→ **TEXTAUSZUG**:
Diese Arbeitsweise paßt sehr gut in eine Zeit, in der es keine Stars mehr gibt.

„Da hast du recht Das ist eine sehr gesunde Entwicklung. Sie hat zwei Gründe. Der eine ist, daß sich die Industrie momentan umorientiert, was 1983 Resultate gezeitigt haben wird (dann wird es möglicherweise auch wieder Stars geben), der zweite Grund ist, daß die Aufmerksamkeit, die von den Stars abgezogen wird, in ein größeres Interesse an Kollaborationen gesteckt wird. Das siehst du daran, daß neue Formen von Auftritten sich mehr und mehr durchsetzen. Das Star-System fußt ja auf Traditionen aus dem 19. Jahrhundert. Damals war die Hierarchie der Gesellschaft durch Preisabstufungen, im Theater von vorne nach hinten, in das Unterhaltungsgeschäft eingepflanzt worden. Was ich ekelhaft finde. Die Bühne zu Zeiten Shakespeares war in das Publikum gebaut, so daß die Schauspieler nicht arbeiten konnten ohne die Beteiligung des Publikums, das sie von allen Seiten umgab.“

Robert Fripp wird am Tage unserer Begegnung 35 und ist seit zwei Jahren mit einer sehr eigenwilligen Planung, genauen Kalkulation seines musikalischen Outputs beschäftigt Er überläßt es keinen Zufällen, wer von ihm welche Musik, wer welche Information zu hören kriegt, er ist stets ein bewußter Kybernetiker. Ich frage ihn, wie es ihm gelingt, Frische und Kreativität zu bewahren, ohne entweder, wie so viele seiner Altersgruppe an Rock- Mucker-Routine zu zerbrechen, oder sich von seiner planerischen Akkuratesse den Enthusiasmus zerstören zu lassen.

„Wenn du das erstemal mit einem Mädchen schläfst, verfügst du über keinerlei Techniken, du wendest keine sexuellen Praktiken an, aber das macht auch nichts, denn was zählt ist der Enthusiasmus der neuen Erfahrung. Heute wo die Aufnahme- und Press-Technologien so billig geworden sind, ist das in der Musik ja ähnlich, wir werden ja oft Zeuge solcher Ereignisse auf unabhängigen Platten. Später bist du keine Jungfrau mehr und wirst der Techniken gewahr, ohne sie jedoch ganz zu beherrschen. Du versuchst dann, deine Sex-Erlebnisse abwechslungsreicher zu gestalten und das wird dann oft hohl und schal und bringt Mißverständnisse hervor. Erst wenn du eine gewisse Meisterschaft erreicht hast, bist du wieder in der Lage, deine Unschuld wiederaufleben zu lassen, weil du dir dann über Techniken keine Gedanken mehr zu machen brauchst. Das gilt auch für Musik. Mir scheint es sehr wichtig, daß die vielen guten jungen Bands, die mit einer spontanen, ungeschliffenen Platte beginnen, lernen, bei der dann folgenden Durststrecke dabeizubleiben. (…) In der ganzen Musik-Welt gibt es vier Elemente, die Beziehungen bilden. Die erste ist die des Musikers zur Musik, dann die der Musik zum Musiker, dann ist da das Publikum, und wenn du die drei untereinander kombinierst, sind es zwölf Beziehungen und dann gibt es noch die Industrie und damit hast du 54 mögliche Beziehungen. Wenn du dein Leben der Musik gibst, mußt du alle 54 kennen. Wenn du nicht davon leben willst, kann es dir egal sein, dann brauchst du nur Musiker und Musik.“

Konntest du denn immer das durchsetzen, was du machen wolltest, in deiner Karriere?

→ **DATENEINTRÄGE**:
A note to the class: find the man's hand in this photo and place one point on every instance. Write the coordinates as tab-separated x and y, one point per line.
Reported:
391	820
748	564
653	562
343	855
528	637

→ **ÜBUNGSAUFGABEN**:
a. Schreiben Sie aus dem Textauszug den Abschnitt von „Robert Fripp wird“ bis einschließlich „zerstören zu lassen.“ wortgetreu ab.
b. Erklären Sie in ein bis drei Sätzen, warum man laut dem Textauszug erst nach Erreichen einer gewissen Meisterschaft wieder in der Lage ist, seine Unschuld wiederaufleben zu lassen.

→ **LÖSUNGEN**:
a.
Robert Fripp wird am Tage unserer Begegnung 35 und ist seit zwei Jahren mit einer sehr eigenwilligen Planung, genauen Kalkulation seines musikalischen Outputs beschäftigt Er überläßt es keinen Zufällen, wer von ihm welche Musik, wer welche Information zu hören kriegt, er ist stets ein bewußter Kybernetiker. Ich frage ihn, wie es ihm gelingt, Frische und Kreativität zu bewahren, ohne entweder, wie so viele seiner Altersgruppe an Rock- Mucker-Routine zu zerbrechen, oder sich von seiner planerischen Akkuratesse den Enthusiasmus zerstören zu lassen.

b. Wer eine gewisse Meisterschaft erreicht hat, braucht sich über Techniken keine Gedanken mehr zu machen. Dadurch wird der Enthusiasmus der Erfahrung wieder möglich, und das gilt laut Fripp auch für Musik.